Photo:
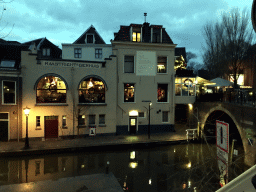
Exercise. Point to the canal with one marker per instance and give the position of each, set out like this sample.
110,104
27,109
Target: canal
182,167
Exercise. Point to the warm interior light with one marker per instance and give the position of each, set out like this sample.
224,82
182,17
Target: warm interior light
26,110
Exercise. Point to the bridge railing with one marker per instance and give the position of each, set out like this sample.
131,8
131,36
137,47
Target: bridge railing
238,96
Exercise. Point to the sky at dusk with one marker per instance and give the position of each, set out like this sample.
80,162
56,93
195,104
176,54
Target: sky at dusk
63,21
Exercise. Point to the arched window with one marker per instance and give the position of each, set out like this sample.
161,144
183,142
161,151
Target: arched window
92,90
51,89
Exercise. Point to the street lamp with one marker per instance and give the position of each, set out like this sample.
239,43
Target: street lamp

________

What is expected: An exact copy of every line above is needed, without the images.

Answer space:
Photo:
Exercise. Point to the canal with one marker per instance and give the position of each, set out like this sample.
110,104
27,109
Target: canal
182,167
Exercise. Point to the warm interior light with one marker per instance and give the position of each, set out like this sample.
224,82
182,17
Target: warm interior light
26,110
Exercise. Point to the bridge railing with one marker per instance and give the position of each, set out like this sample.
131,8
131,36
137,47
Target: bridge railing
238,96
Exercise. Point to the sky at dusk with one marker per instance and give the position of each, set out like this sample.
80,162
56,93
195,104
176,54
Target: sky at dusk
63,21
Exercise. Point to the arched window with one marker per instance and give the position of each, set out like this sample.
161,144
183,142
161,151
Target: arched window
92,90
51,89
Exercise. Point to the street lamp with one marker per instance and give the position of each, set out like this sample.
239,43
Target: street lamp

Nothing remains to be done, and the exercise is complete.